**** Data provided
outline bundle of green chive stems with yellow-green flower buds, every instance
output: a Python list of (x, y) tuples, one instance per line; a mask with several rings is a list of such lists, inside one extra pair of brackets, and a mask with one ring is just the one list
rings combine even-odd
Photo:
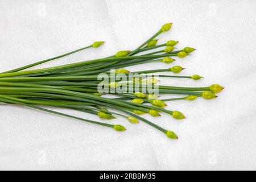
[[(99, 59), (43, 69), (24, 70), (88, 48), (97, 48), (104, 44), (104, 42), (94, 42), (90, 46), (60, 56), (2, 72), (0, 73), (0, 102), (31, 107), (52, 114), (79, 119), (83, 122), (111, 127), (117, 131), (124, 131), (126, 128), (119, 124), (91, 121), (45, 109), (42, 106), (68, 108), (86, 114), (98, 115), (101, 119), (114, 119), (119, 116), (126, 118), (131, 123), (142, 121), (162, 131), (167, 137), (177, 139), (174, 131), (163, 129), (163, 127), (139, 115), (149, 113), (153, 117), (158, 117), (160, 113), (166, 113), (175, 119), (184, 119), (185, 115), (180, 111), (165, 109), (166, 102), (195, 100), (197, 97), (216, 98), (216, 93), (221, 92), (223, 87), (217, 84), (193, 88), (158, 84), (159, 77), (192, 80), (203, 78), (199, 75), (155, 75), (159, 72), (177, 74), (184, 69), (179, 65), (167, 69), (136, 72), (129, 72), (125, 69), (131, 65), (146, 65), (152, 62), (170, 64), (175, 61), (174, 57), (183, 58), (195, 51), (191, 47), (174, 51), (174, 46), (178, 43), (175, 40), (157, 45), (158, 39), (155, 38), (170, 30), (171, 26), (172, 23), (164, 24), (151, 38), (133, 51), (118, 51), (112, 56)], [(162, 49), (159, 50), (159, 48)], [(154, 49), (156, 50), (154, 51)], [(104, 81), (102, 81), (103, 78)], [(180, 94), (182, 96), (161, 100), (159, 94)]]

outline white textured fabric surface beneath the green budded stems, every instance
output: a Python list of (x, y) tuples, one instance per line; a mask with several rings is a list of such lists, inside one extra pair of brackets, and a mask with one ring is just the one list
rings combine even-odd
[[(96, 40), (106, 44), (42, 67), (134, 49), (162, 24), (172, 30), (159, 43), (195, 47), (172, 65), (200, 81), (161, 79), (162, 84), (225, 89), (216, 100), (173, 101), (168, 109), (188, 119), (146, 116), (175, 131), (168, 139), (145, 123), (109, 121), (124, 133), (20, 106), (0, 105), (0, 169), (256, 169), (256, 2), (251, 1), (0, 1), (0, 71), (47, 59)], [(131, 71), (166, 68), (152, 63)], [(37, 68), (42, 68), (37, 67)], [(71, 113), (71, 111), (67, 111)], [(75, 114), (75, 113), (74, 113)], [(76, 113), (90, 119), (92, 115)]]

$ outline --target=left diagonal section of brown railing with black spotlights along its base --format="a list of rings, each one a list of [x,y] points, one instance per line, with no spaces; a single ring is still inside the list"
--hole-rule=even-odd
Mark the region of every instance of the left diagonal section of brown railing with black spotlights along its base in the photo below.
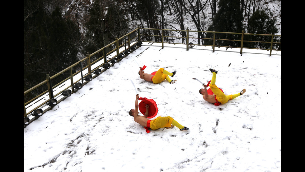
[[[138,43],[139,40],[139,37],[136,37],[138,35],[138,30],[139,29],[137,28],[127,33],[123,37],[116,38],[114,42],[111,42],[105,47],[97,50],[96,52],[93,52],[92,54],[87,53],[87,56],[85,58],[67,67],[66,69],[60,71],[54,76],[49,76],[49,74],[47,74],[45,81],[42,81],[36,86],[24,91],[23,92],[24,123],[26,122],[28,125],[33,120],[36,120],[38,117],[42,115],[41,114],[34,116],[35,110],[37,109],[41,110],[42,107],[47,106],[47,108],[43,110],[43,113],[45,113],[46,111],[52,109],[54,105],[57,105],[60,101],[63,101],[67,97],[63,95],[64,91],[68,90],[71,91],[71,94],[73,94],[75,91],[77,91],[77,89],[75,88],[76,84],[82,87],[84,84],[86,84],[87,82],[98,76],[99,74],[101,74],[103,71],[106,71],[109,67],[113,66],[115,62],[120,61],[122,58],[124,58],[124,56],[126,56],[126,50],[136,48],[137,46],[136,44]],[[120,45],[119,42],[121,42]],[[132,44],[132,42],[134,44]],[[109,52],[106,52],[107,48],[110,49]],[[115,56],[110,58],[109,56],[110,54],[111,55],[115,54]],[[92,57],[95,57],[94,59],[96,60],[91,61]],[[103,70],[99,69],[101,67],[103,67],[104,69]],[[72,72],[73,68],[74,69],[77,68],[79,70],[73,73]],[[53,86],[54,83],[52,83],[52,81],[56,77],[67,73],[69,75],[67,78],[60,81],[59,83],[56,83],[56,85]],[[39,87],[42,88],[46,87],[45,91],[35,96],[31,100],[26,101],[25,100],[26,95]],[[58,97],[60,98],[59,100],[57,100]],[[33,118],[30,119],[29,117],[33,117]]]

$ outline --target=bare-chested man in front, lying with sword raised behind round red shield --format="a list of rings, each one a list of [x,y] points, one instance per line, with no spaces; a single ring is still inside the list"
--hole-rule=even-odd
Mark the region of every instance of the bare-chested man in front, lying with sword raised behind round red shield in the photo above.
[[[149,128],[151,130],[157,130],[159,128],[173,128],[174,126],[178,127],[180,129],[180,131],[183,130],[189,130],[189,128],[182,126],[181,124],[179,124],[176,120],[174,120],[172,117],[170,116],[166,116],[166,117],[157,117],[154,120],[148,120],[148,105],[145,105],[146,107],[146,112],[145,115],[140,116],[138,115],[138,99],[139,99],[139,95],[136,95],[136,101],[135,101],[135,109],[131,109],[129,111],[129,115],[134,117],[134,121],[137,122],[138,124],[142,125],[145,129],[146,132],[149,133],[150,131],[148,130]]]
********
- [Requirement]: Without the pictures, reproduce every line of the records above exactly.

- [Written response]:
outline bundle of green chive stems with yellow-green flower buds, every instance
output: a Python list of (x, y) tuples, one instance per line; a mask with several rings is a list of such lists, inside one extra pair of brackets, and a mask with one ring is just the one list
rings combine even-odd
Photo:
[[(99, 59), (43, 69), (24, 70), (88, 48), (97, 48), (104, 44), (104, 42), (94, 42), (90, 46), (60, 56), (2, 72), (0, 73), (0, 102), (31, 107), (52, 114), (79, 119), (83, 122), (111, 127), (117, 131), (124, 131), (126, 128), (119, 124), (91, 121), (45, 109), (42, 106), (68, 108), (86, 114), (98, 115), (101, 119), (114, 119), (119, 116), (126, 118), (131, 123), (142, 121), (162, 131), (167, 137), (177, 139), (174, 131), (163, 129), (163, 127), (139, 115), (149, 113), (153, 117), (158, 117), (160, 113), (166, 113), (175, 119), (184, 119), (185, 115), (180, 111), (165, 109), (166, 102), (195, 100), (197, 97), (216, 98), (216, 93), (221, 92), (223, 87), (217, 84), (193, 88), (158, 84), (159, 77), (192, 80), (203, 78), (199, 75), (155, 75), (159, 72), (177, 74), (184, 69), (179, 65), (167, 69), (136, 72), (129, 72), (125, 69), (131, 65), (146, 65), (152, 62), (170, 64), (175, 61), (174, 57), (183, 58), (195, 51), (191, 47), (174, 51), (174, 46), (178, 43), (175, 40), (157, 45), (158, 39), (155, 38), (170, 30), (171, 26), (172, 23), (164, 24), (151, 38), (133, 51), (118, 51), (112, 56)], [(162, 49), (159, 50), (159, 48)], [(154, 49), (156, 50), (154, 51)], [(104, 81), (102, 81), (103, 78)], [(180, 94), (182, 96), (161, 100), (159, 94)]]

outline white textured fabric surface beneath the green budded stems, every instance
output: a Python list of (x, y) tuples, one instance per line; a mask with several rings is a list of such lists, inside one extra pair of brackets, and a mask with one ring is just the one list
rings combine even-odd
[[(96, 40), (106, 44), (42, 67), (134, 49), (162, 24), (172, 30), (159, 43), (195, 47), (172, 65), (200, 81), (161, 79), (162, 84), (225, 89), (216, 100), (173, 101), (168, 109), (188, 119), (146, 116), (175, 131), (168, 139), (145, 123), (109, 121), (124, 133), (20, 106), (0, 105), (0, 169), (256, 169), (256, 2), (251, 1), (0, 1), (0, 71), (47, 59)], [(131, 71), (166, 68), (152, 63)], [(37, 68), (42, 68), (37, 67)], [(71, 113), (71, 111), (67, 111)], [(75, 114), (75, 113), (74, 113)], [(76, 113), (90, 119), (92, 115)]]

$ outline --target=left diagonal section of brown railing with black spotlights along its base --format="a list of rings, each one a list of [x,y] points, one instance per line, with no spaces; a single ring is still inside the list"
--hole-rule=even-odd
Mark the region of every instance of the left diagonal section of brown railing with black spotlights along its base in the photo below.
[[[138,43],[139,40],[139,37],[136,37],[138,35],[138,30],[139,29],[137,28],[127,33],[123,37],[116,38],[114,42],[111,42],[105,47],[97,50],[96,52],[93,52],[92,54],[87,53],[87,56],[85,58],[67,67],[66,69],[60,71],[54,76],[49,76],[49,74],[47,74],[45,81],[42,81],[36,86],[24,91],[23,92],[24,123],[26,122],[28,125],[33,120],[36,120],[38,117],[42,115],[41,114],[34,116],[35,110],[37,109],[41,110],[42,107],[47,106],[47,108],[43,110],[43,113],[45,113],[46,111],[52,109],[54,105],[57,105],[60,101],[63,101],[67,97],[63,95],[64,91],[68,90],[71,91],[71,94],[73,94],[75,91],[77,91],[77,89],[75,88],[76,84],[82,87],[84,84],[86,84],[87,82],[98,76],[99,74],[101,74],[103,71],[106,71],[109,67],[113,66],[115,62],[120,61],[122,58],[124,58],[124,56],[126,56],[126,50],[136,48],[137,46],[136,44]],[[120,45],[119,42],[121,42]],[[132,44],[132,42],[134,44]],[[109,52],[106,52],[107,48],[110,49]],[[115,56],[110,58],[109,56],[110,54],[111,55],[115,54]],[[92,57],[95,57],[94,59],[96,60],[91,61]],[[103,70],[99,69],[101,67],[103,67],[104,69]],[[72,72],[73,68],[74,69],[77,68],[79,70],[73,73]],[[53,86],[54,83],[52,83],[52,81],[56,77],[67,73],[69,75],[67,78],[60,81],[59,83],[56,83],[56,85]],[[39,87],[42,88],[46,87],[45,91],[35,96],[31,100],[26,101],[25,100],[26,95]],[[58,97],[60,98],[59,100],[57,100]],[[33,118],[30,119],[29,117],[33,117]]]

$ outline --target=bare-chested man in front, lying with sword raised behind round red shield --format="a list of rings, each one a list of [x,y] points, one instance per line, with no spaces; a single ring is still inside the list"
--hole-rule=even-odd
Mark the region of every instance of the bare-chested man in front, lying with sword raised behind round red shield in the photo above.
[[[149,128],[151,130],[157,130],[159,128],[173,128],[174,126],[178,127],[180,129],[180,131],[183,130],[189,130],[189,128],[182,126],[181,124],[179,124],[176,120],[174,120],[172,117],[170,116],[166,116],[166,117],[157,117],[154,120],[148,120],[148,105],[145,105],[146,107],[146,112],[145,115],[140,116],[138,115],[138,99],[139,99],[139,95],[136,95],[136,101],[135,101],[135,109],[131,109],[129,111],[129,115],[134,117],[134,121],[137,122],[138,124],[142,125],[145,129],[146,132],[149,133],[150,131],[148,130]]]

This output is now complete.